[Start of EXTRACTED MATERIAL]

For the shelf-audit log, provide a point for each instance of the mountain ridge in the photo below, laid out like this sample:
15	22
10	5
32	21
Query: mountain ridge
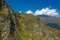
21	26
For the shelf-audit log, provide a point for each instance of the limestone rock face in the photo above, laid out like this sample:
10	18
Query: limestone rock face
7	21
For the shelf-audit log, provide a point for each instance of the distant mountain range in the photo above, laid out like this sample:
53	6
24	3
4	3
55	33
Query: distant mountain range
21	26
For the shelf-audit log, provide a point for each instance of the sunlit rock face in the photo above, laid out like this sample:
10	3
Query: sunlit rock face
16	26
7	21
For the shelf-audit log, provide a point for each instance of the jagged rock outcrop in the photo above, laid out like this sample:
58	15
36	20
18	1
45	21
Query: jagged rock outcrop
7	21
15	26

[End of EXTRACTED MATERIAL]
[Start of EXTRACTED MATERIAL]

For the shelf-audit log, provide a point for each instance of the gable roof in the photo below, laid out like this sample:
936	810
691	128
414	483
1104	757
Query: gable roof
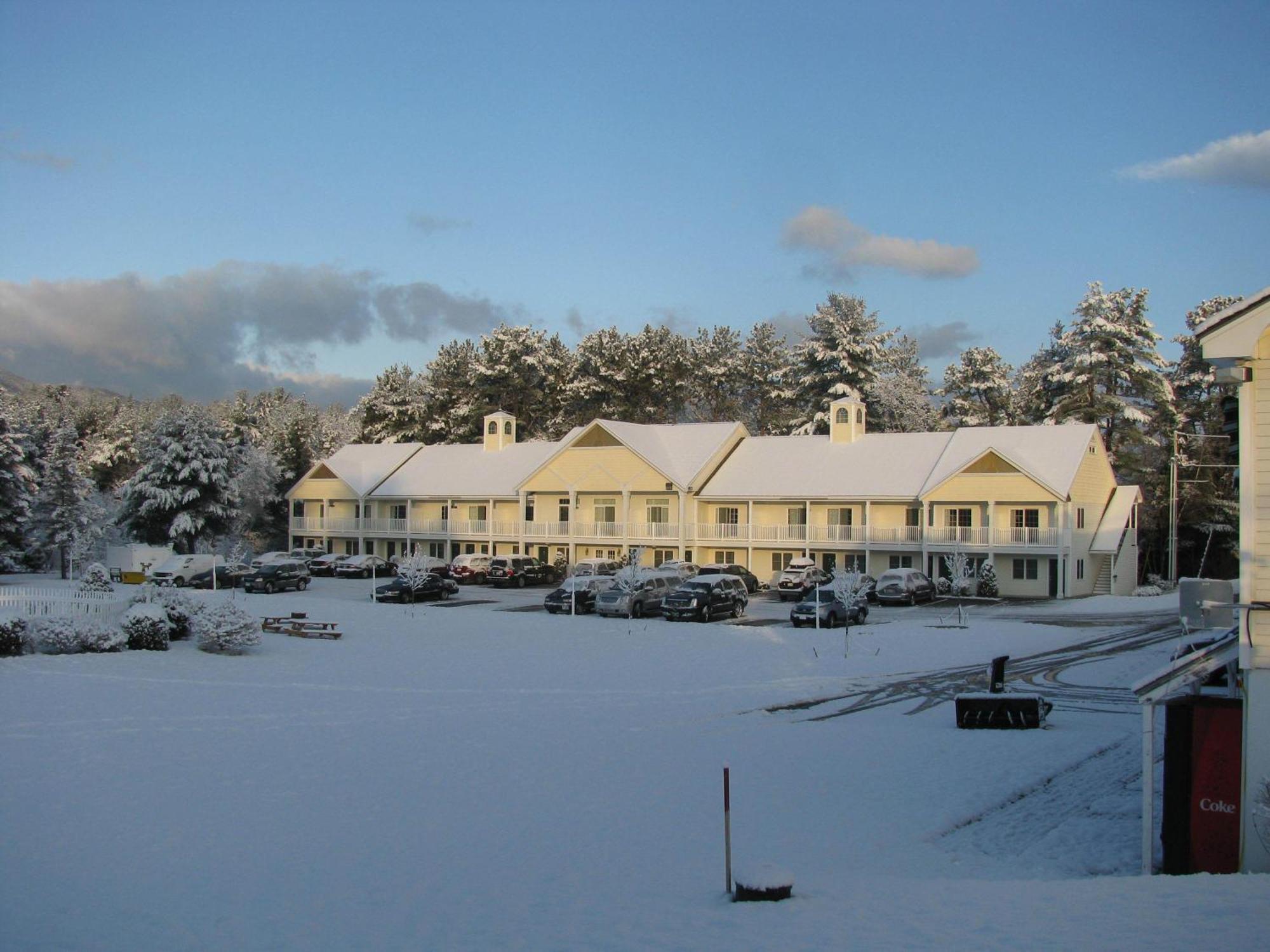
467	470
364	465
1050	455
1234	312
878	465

[End of EXTRACTED MATERIAL]

◆ DO THIS ◆
Count the lines in the records above that contain the string "audit", and reply with that number alone.

◆ ANSWER FOR THIS EXERCISE ◆
6